WRITTEN INSTRUCTION | Give back the full material, exactly as it reads.
/---
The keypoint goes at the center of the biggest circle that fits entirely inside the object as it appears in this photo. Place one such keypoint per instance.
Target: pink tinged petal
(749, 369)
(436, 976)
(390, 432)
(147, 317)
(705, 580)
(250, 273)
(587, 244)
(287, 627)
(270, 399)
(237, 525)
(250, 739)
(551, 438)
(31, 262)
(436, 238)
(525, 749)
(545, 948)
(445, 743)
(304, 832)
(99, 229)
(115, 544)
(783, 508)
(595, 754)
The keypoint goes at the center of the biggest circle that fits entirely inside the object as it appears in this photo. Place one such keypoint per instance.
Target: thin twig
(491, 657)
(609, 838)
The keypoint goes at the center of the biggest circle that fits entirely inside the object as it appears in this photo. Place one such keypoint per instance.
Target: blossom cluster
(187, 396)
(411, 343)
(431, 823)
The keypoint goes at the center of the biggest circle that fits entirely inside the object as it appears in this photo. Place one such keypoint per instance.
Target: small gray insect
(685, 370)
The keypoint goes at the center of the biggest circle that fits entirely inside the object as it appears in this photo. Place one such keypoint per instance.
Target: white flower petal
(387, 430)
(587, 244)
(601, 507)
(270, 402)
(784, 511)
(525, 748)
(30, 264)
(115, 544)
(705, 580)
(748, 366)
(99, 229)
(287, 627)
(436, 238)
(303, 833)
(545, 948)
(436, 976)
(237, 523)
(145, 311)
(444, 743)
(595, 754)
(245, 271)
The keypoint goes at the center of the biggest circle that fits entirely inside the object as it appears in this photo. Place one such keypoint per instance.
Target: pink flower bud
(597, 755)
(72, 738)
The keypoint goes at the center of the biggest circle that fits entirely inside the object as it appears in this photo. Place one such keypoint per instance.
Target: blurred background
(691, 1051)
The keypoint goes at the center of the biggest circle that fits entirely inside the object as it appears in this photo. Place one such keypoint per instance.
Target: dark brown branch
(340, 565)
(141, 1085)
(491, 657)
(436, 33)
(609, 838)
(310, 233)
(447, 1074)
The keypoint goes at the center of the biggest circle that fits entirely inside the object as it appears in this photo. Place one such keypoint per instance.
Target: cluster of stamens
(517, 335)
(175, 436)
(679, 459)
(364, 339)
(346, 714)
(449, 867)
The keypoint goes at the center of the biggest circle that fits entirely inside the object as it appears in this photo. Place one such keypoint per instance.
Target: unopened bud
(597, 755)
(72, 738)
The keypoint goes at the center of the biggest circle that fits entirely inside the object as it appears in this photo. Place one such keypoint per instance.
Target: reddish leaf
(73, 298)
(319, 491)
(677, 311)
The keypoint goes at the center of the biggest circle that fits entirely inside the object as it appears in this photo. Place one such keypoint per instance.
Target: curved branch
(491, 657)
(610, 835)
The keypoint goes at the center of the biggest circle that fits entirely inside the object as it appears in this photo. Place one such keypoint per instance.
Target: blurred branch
\---
FINISHED TASK |
The keypoint goes at the center of the biggest circle that fits entirely inside the object as it appears in this photo. Place one such keypoint per instance.
Target: pink tinged petal
(749, 369)
(436, 976)
(390, 432)
(147, 317)
(705, 580)
(250, 273)
(587, 244)
(287, 627)
(270, 399)
(237, 525)
(250, 739)
(551, 438)
(31, 262)
(436, 238)
(525, 749)
(545, 948)
(445, 743)
(304, 832)
(99, 229)
(115, 544)
(783, 508)
(595, 754)
The keypoint goes at the center of the biggest circle that fits entirely inside the object as it appears in this photo. Place one such keypoint per instance.
Target: thin twig
(491, 657)
(609, 838)
The keypoint goes at the center of the biggest circle that fits entirely inside the object as it appears in this photo. Place one such keypoint per instance.
Target: blossom cluster
(187, 396)
(411, 343)
(431, 823)
The keypoint goes at the center of the biggest circle that fits entirely inside the object as it appears in this photo. Place one such keypoint per instance.
Target: small gray insect
(685, 370)
The keypoint goes at the center of the biggest circle that fits entirely inside the object as it appears in this photo. Place one such keypoint per instance.
Target: white flower petal
(387, 430)
(587, 244)
(601, 507)
(270, 402)
(784, 511)
(525, 748)
(30, 264)
(115, 544)
(705, 580)
(748, 366)
(99, 229)
(287, 627)
(436, 238)
(303, 833)
(545, 948)
(436, 976)
(237, 523)
(145, 311)
(444, 743)
(595, 754)
(245, 271)
The keypoint goes at the center of the biggest circle that fits entirely inside the object as it appears in this photo. Place one such keypoint per instance.
Target: pink flower bud
(597, 755)
(72, 738)
The keypoint goes at the center of the biggest circle that fits entirely inside the object as it appears in this photo. Place one such keypoint per instance.
Target: blurred background
(691, 1051)
The keypoint goes at the center of the biggest circle that fits entirely inside the object as it appears in this photo. Place one such keypoint per instance.
Target: dark brown branch
(340, 565)
(141, 1085)
(491, 657)
(436, 33)
(609, 838)
(310, 233)
(447, 1074)
The keypoint goes at the center of the biggest circle that fits entirely inside the object as it appears in this photo. Place one such keypoint per instance.
Target: cluster of stamens
(517, 335)
(175, 436)
(679, 459)
(364, 339)
(346, 714)
(449, 867)
The keypoint goes at the center of the biggest circle that fits entirely inside the object as it appears in this photo. Place one such keypoint per instance.
Target: unopened bud
(597, 755)
(72, 738)
The keypoint goes at the center of the biggest circle that fits entirely inside the object as it appears in this photo. Place one such keypoint per instance.
Target: reddish leaf
(73, 298)
(319, 491)
(677, 311)
The keypoint goes at the center of the biggest circle that fits entirely inside the object as it appears in this photo. Place one such keypoint per instance.
Target: curved branch
(491, 657)
(610, 835)
The keypoint goes at the center of the biggest circle that fits entirely inside the object as it appears in this photo. Place one such keypoint per instance.
Target: blurred branch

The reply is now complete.